TO DO:
Put the lines below into a JSON list of strings, one string per line and no blank lines, starting at the line that contains "If you could mark the white refrigerator" and continuing through the end of the lines. Leave the pictures out of the list.

Saved dataset items:
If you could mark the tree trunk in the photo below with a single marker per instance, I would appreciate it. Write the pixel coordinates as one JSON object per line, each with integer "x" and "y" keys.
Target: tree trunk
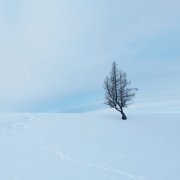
{"x": 123, "y": 116}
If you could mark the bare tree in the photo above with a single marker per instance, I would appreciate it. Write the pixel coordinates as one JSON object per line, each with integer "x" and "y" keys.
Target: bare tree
{"x": 118, "y": 95}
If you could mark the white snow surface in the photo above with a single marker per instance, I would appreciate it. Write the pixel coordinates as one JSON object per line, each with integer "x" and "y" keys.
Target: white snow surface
{"x": 90, "y": 146}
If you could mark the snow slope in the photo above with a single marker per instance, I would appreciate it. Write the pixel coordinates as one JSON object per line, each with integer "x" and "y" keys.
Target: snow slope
{"x": 90, "y": 146}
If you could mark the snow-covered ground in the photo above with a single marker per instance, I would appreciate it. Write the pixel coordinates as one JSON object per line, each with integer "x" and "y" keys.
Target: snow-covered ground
{"x": 90, "y": 146}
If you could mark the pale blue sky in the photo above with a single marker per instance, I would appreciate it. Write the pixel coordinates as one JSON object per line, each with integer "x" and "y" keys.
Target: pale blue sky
{"x": 55, "y": 54}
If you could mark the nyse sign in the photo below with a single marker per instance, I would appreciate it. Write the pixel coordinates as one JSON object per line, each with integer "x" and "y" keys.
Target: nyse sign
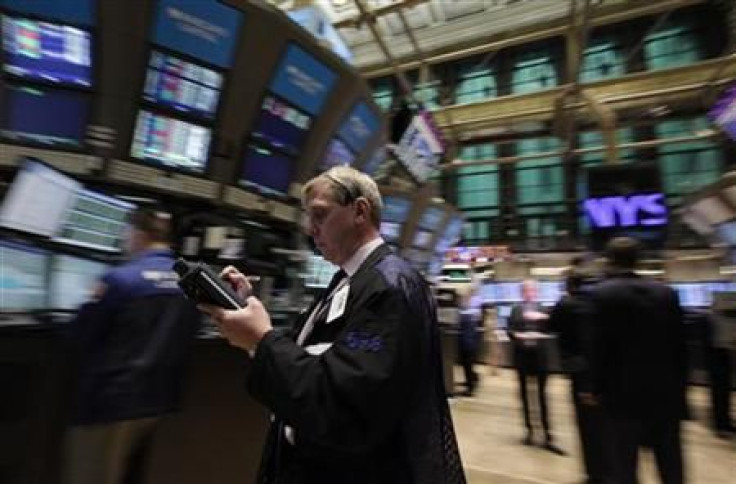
{"x": 641, "y": 210}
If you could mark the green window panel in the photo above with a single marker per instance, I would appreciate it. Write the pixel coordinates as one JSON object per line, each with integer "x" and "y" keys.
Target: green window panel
{"x": 533, "y": 72}
{"x": 672, "y": 46}
{"x": 603, "y": 59}
{"x": 475, "y": 84}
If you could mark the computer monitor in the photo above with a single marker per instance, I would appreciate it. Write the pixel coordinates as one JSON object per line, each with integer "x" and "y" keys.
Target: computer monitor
{"x": 170, "y": 142}
{"x": 72, "y": 281}
{"x": 47, "y": 117}
{"x": 183, "y": 86}
{"x": 46, "y": 52}
{"x": 22, "y": 278}
{"x": 95, "y": 221}
{"x": 38, "y": 199}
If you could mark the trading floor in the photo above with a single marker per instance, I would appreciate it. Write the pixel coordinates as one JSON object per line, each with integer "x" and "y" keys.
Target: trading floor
{"x": 489, "y": 428}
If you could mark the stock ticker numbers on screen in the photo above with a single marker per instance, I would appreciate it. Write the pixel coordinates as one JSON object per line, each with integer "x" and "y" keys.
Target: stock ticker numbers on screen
{"x": 281, "y": 126}
{"x": 170, "y": 142}
{"x": 182, "y": 85}
{"x": 47, "y": 52}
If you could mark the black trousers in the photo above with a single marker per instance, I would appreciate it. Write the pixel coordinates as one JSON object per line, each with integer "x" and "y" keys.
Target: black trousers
{"x": 592, "y": 432}
{"x": 661, "y": 434}
{"x": 540, "y": 376}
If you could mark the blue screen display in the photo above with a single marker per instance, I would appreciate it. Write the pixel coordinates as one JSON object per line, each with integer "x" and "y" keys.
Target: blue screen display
{"x": 205, "y": 29}
{"x": 73, "y": 11}
{"x": 359, "y": 127}
{"x": 281, "y": 126}
{"x": 303, "y": 80}
{"x": 395, "y": 209}
{"x": 171, "y": 142}
{"x": 44, "y": 116}
{"x": 47, "y": 52}
{"x": 337, "y": 154}
{"x": 267, "y": 170}
{"x": 182, "y": 85}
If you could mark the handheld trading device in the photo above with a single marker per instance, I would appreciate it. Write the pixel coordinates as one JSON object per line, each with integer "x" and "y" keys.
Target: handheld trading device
{"x": 201, "y": 284}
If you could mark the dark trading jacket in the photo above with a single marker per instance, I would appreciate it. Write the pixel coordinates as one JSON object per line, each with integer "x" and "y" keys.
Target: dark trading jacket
{"x": 132, "y": 345}
{"x": 370, "y": 409}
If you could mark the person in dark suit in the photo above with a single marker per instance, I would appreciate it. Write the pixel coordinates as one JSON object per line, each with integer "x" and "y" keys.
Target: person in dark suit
{"x": 638, "y": 365}
{"x": 132, "y": 344}
{"x": 571, "y": 321}
{"x": 356, "y": 388}
{"x": 527, "y": 323}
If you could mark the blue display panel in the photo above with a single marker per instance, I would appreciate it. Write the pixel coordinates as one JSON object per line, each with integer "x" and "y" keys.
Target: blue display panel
{"x": 266, "y": 170}
{"x": 281, "y": 126}
{"x": 359, "y": 127}
{"x": 95, "y": 221}
{"x": 37, "y": 199}
{"x": 72, "y": 281}
{"x": 47, "y": 52}
{"x": 183, "y": 86}
{"x": 44, "y": 116}
{"x": 337, "y": 153}
{"x": 303, "y": 80}
{"x": 170, "y": 142}
{"x": 205, "y": 29}
{"x": 73, "y": 11}
{"x": 23, "y": 277}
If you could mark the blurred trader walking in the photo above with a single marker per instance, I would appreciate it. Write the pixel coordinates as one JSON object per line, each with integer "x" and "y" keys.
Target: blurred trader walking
{"x": 131, "y": 343}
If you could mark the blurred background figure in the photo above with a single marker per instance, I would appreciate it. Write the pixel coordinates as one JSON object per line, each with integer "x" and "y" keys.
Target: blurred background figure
{"x": 639, "y": 365}
{"x": 570, "y": 320}
{"x": 132, "y": 344}
{"x": 469, "y": 322}
{"x": 527, "y": 325}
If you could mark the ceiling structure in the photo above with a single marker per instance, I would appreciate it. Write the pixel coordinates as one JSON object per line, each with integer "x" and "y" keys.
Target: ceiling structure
{"x": 389, "y": 37}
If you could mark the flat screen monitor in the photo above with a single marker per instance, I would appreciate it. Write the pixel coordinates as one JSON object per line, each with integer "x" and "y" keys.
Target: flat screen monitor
{"x": 72, "y": 281}
{"x": 183, "y": 86}
{"x": 319, "y": 272}
{"x": 205, "y": 29}
{"x": 22, "y": 278}
{"x": 38, "y": 199}
{"x": 79, "y": 12}
{"x": 95, "y": 221}
{"x": 281, "y": 126}
{"x": 47, "y": 52}
{"x": 303, "y": 80}
{"x": 170, "y": 142}
{"x": 395, "y": 209}
{"x": 359, "y": 127}
{"x": 267, "y": 170}
{"x": 48, "y": 117}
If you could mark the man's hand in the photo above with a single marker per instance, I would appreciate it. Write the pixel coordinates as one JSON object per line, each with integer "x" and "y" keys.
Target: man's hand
{"x": 243, "y": 328}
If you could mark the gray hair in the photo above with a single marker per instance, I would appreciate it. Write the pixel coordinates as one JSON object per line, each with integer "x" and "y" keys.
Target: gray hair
{"x": 347, "y": 185}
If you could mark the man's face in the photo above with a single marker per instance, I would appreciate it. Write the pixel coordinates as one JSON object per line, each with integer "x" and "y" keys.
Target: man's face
{"x": 331, "y": 225}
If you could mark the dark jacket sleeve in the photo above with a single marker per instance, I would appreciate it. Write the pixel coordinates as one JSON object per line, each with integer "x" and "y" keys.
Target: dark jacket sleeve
{"x": 343, "y": 403}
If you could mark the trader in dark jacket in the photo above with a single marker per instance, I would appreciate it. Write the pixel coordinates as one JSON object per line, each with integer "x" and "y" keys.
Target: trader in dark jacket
{"x": 639, "y": 365}
{"x": 527, "y": 328}
{"x": 132, "y": 344}
{"x": 356, "y": 389}
{"x": 571, "y": 321}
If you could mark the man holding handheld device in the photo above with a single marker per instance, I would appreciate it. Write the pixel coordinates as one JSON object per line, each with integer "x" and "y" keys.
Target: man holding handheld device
{"x": 356, "y": 387}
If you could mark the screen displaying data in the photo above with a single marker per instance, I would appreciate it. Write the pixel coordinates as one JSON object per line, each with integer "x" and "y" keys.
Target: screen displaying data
{"x": 49, "y": 117}
{"x": 281, "y": 126}
{"x": 96, "y": 221}
{"x": 22, "y": 278}
{"x": 266, "y": 170}
{"x": 47, "y": 52}
{"x": 38, "y": 199}
{"x": 183, "y": 86}
{"x": 72, "y": 281}
{"x": 170, "y": 142}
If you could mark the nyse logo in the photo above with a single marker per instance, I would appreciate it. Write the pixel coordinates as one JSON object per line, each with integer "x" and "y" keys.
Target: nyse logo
{"x": 619, "y": 211}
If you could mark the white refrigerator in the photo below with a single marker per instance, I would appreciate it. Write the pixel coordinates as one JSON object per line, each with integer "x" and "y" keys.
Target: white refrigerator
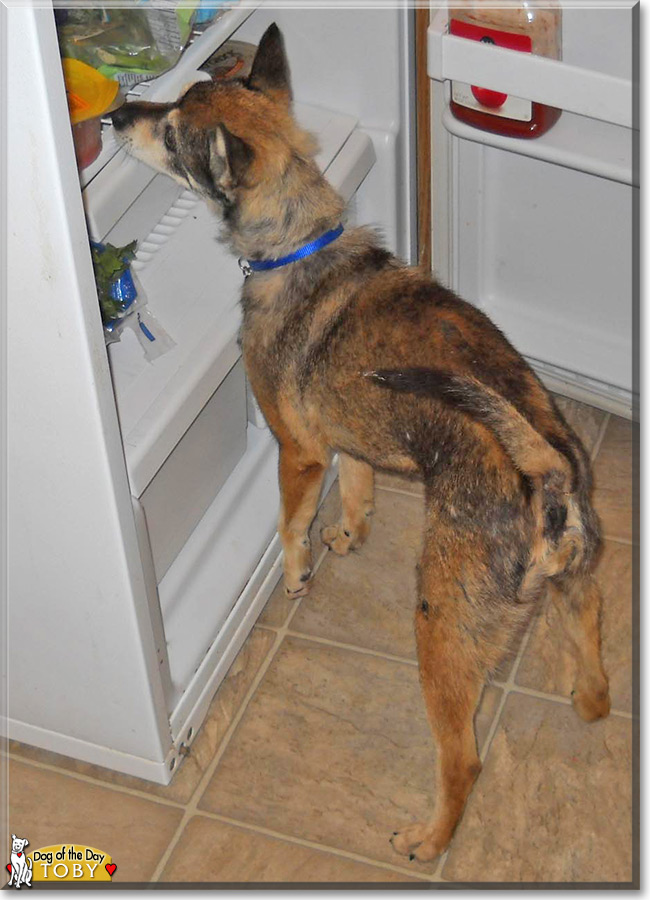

EXERCISE OUTPUT:
[
  "If you could mark the white refrigerator in the photo below with a single marker per instance, I would appreciate it. Write the pixel coordinates as one JSON object per line, each with integer \"x\" and \"y\" keys.",
  "Target: white refrigerator"
]